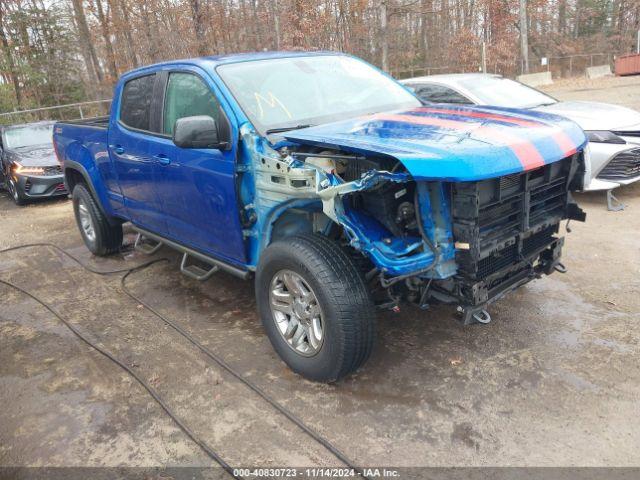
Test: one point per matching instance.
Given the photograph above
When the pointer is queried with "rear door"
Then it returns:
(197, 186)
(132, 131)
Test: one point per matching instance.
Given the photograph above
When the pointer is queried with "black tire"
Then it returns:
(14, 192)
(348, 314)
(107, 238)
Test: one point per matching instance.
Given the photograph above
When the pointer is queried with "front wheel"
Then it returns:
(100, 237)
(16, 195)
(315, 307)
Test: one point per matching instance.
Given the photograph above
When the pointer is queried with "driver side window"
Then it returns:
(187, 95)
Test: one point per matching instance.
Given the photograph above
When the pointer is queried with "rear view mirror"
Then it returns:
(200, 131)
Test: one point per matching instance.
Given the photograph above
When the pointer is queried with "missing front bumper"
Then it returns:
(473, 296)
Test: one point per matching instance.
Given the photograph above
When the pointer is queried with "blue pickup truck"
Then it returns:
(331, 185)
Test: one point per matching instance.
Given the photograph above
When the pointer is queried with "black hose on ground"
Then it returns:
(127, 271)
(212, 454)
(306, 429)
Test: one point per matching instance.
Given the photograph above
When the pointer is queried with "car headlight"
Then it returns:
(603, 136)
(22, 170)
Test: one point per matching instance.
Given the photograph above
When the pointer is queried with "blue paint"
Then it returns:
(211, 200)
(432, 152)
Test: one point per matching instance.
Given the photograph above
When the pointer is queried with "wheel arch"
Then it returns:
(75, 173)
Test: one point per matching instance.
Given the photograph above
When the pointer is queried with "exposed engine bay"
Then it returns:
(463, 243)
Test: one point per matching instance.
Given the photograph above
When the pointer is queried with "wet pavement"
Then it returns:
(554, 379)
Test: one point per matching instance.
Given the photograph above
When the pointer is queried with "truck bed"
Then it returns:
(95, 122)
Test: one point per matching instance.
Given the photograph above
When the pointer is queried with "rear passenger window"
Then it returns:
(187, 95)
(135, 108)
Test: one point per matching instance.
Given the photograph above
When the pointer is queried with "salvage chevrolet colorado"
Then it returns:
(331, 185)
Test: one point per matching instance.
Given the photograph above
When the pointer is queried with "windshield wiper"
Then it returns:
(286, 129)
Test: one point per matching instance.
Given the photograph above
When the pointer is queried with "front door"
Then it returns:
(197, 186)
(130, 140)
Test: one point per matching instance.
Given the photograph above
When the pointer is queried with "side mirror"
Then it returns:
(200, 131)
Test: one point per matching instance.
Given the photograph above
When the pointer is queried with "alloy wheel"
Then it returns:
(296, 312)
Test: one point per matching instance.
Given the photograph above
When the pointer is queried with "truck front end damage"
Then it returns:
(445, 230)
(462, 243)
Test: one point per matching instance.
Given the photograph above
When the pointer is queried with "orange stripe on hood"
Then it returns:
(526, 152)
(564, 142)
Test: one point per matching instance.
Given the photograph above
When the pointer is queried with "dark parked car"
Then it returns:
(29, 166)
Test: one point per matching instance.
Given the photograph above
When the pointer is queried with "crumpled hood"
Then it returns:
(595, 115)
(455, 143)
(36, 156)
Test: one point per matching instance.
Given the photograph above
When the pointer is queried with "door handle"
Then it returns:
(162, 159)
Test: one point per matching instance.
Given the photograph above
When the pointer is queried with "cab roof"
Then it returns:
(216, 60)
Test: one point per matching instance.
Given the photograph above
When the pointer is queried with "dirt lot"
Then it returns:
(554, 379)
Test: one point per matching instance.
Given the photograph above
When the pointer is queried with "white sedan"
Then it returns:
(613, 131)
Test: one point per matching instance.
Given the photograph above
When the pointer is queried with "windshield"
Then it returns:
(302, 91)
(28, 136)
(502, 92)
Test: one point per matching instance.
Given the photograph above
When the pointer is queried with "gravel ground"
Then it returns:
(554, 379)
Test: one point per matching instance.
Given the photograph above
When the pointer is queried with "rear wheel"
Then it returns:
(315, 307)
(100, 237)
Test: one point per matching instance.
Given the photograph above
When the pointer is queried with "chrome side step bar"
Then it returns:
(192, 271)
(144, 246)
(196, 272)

_ _ _ _

Problem description
Every line of the material is to be quoted exactly, with no pictures carried over.

Response below
Test: one point per matching instance.
Given the photograph above
When the pointer is queried with "rear door"
Then it returns:
(197, 186)
(132, 131)
Test: one point per matching instance.
Given the photograph above
When the pointer is queried with "black tire"
Then it returns:
(14, 192)
(348, 314)
(107, 238)
Test: one point per matching instance.
Given the photograph above
When the pointer is queried with "front wheel"
Then it returns:
(100, 237)
(16, 195)
(315, 307)
Test: one point per matching instance.
Given the photograph above
When the pointer is queried with "driver side window"
Then it returns:
(187, 95)
Test: one point per matching instance.
Given the photograph above
When the pointer is queried with "rear view mirror"
Then it returns:
(200, 131)
Test: one point per matching instance.
Given the photograph above
When the pointer is queried with "missing front bumper"
Then it returns:
(473, 296)
Test: one point per matching instance.
Given the photograph above
When the pointer is queried with "blue pickup truck"
Then it returns:
(331, 185)
Test: one point per matching instance.
Given the photograph above
When the pointer is queried with "black hose on ground"
Then it returns:
(127, 271)
(212, 454)
(306, 429)
Test: one point per matching instance.
Given the photograph above
When the pointer is queried with "car headlight"
Then it returns:
(603, 136)
(22, 170)
Test: one point per matching instance.
Given the photograph above
When the pointer is queried with "blue paint"
Then it returns:
(211, 200)
(432, 152)
Test: one point per matching instance.
Given the photograph above
When the pointer is queried with "wheel arch"
Then it returns:
(75, 173)
Test: one point per matching instance.
Given the photograph above
When the pointer is queried with "exposed engine bay"
Then it returns:
(463, 243)
Test: one point per matching instance.
Given the photograph above
When the pointer is queried with "wet pavement"
Then it returns:
(554, 379)
Test: one point per matching instance.
Given the photograph above
When the pointer is queried with "truck bed"
Then it returns:
(95, 122)
Test: one point per matching instance.
Given the photograph above
When the pointer is queried with "rear passenger window"
Then it returns:
(187, 95)
(135, 108)
Test: one point per matching instance.
Given the photograph above
When the pointer is queried with "salvage chevrolet colorado"
Then it returns:
(331, 185)
Test: one point per matching instance.
Given the photograph above
When the pointer is queried with "windshield wiper"
Then it returns:
(286, 129)
Test: one point per matching instance.
Given the photograph above
When the pointer is queried with "front door"
Then it returns:
(197, 186)
(130, 140)
Test: one point per matching instance.
Given the photograph above
When the pointer is queried with "side mirror"
Then it returns:
(200, 131)
Test: one point per matching instance.
Given the photograph above
When the pointer is queried with "alloy wheel"
Then it returns:
(296, 312)
Test: one point per matching instance.
Given the photograph above
When the pointer is queried with "truck front end damage"
Then it returns:
(445, 230)
(462, 243)
Test: one point per matching instance.
Given the photograph above
When the pointer is queried with "orange stripe on hood"
Then it returns:
(526, 152)
(564, 142)
Test: one point per matching instance.
Given the photograph above
When the pointer is queried with "dark parked car"
Then it returns:
(29, 166)
Test: one point per matching instance.
Given the photograph above
When the pointer is queried with "crumpled hood"
Then it returns:
(595, 115)
(455, 143)
(36, 156)
Test: one point per matching instance.
Given the photograph above
When the pointer is queried with "door handle"
Then it returns:
(162, 159)
Test: one point per matching instance.
Given the photograph above
When the pointer is queried with "cab roof"
Then it returns:
(216, 60)
Test: one point per matching instance.
Given the photograph above
When the pointer is queried with "dirt lot"
Then it returns:
(554, 379)
Test: one point per matching instance.
Given the photograph above
When the pointer is queried with "white sedan"
Then it returns:
(613, 131)
Test: one point per matching instance.
Given the photograph above
When the pointer is queried with "windshield"
Then it returns:
(302, 91)
(28, 136)
(502, 92)
Test: one point per matching instance.
Given the photograph above
When the pointer is queried with "gravel ground"
Then it returns:
(554, 379)
Test: one point per matching instance.
Given the photograph above
When the pointer is queried with "rear wheel"
Then it returns:
(315, 307)
(100, 237)
Test: one point per matching instance.
Given the photograph above
When the pointer is queried with "chrome side step bar"
Then it returns:
(192, 271)
(144, 246)
(196, 272)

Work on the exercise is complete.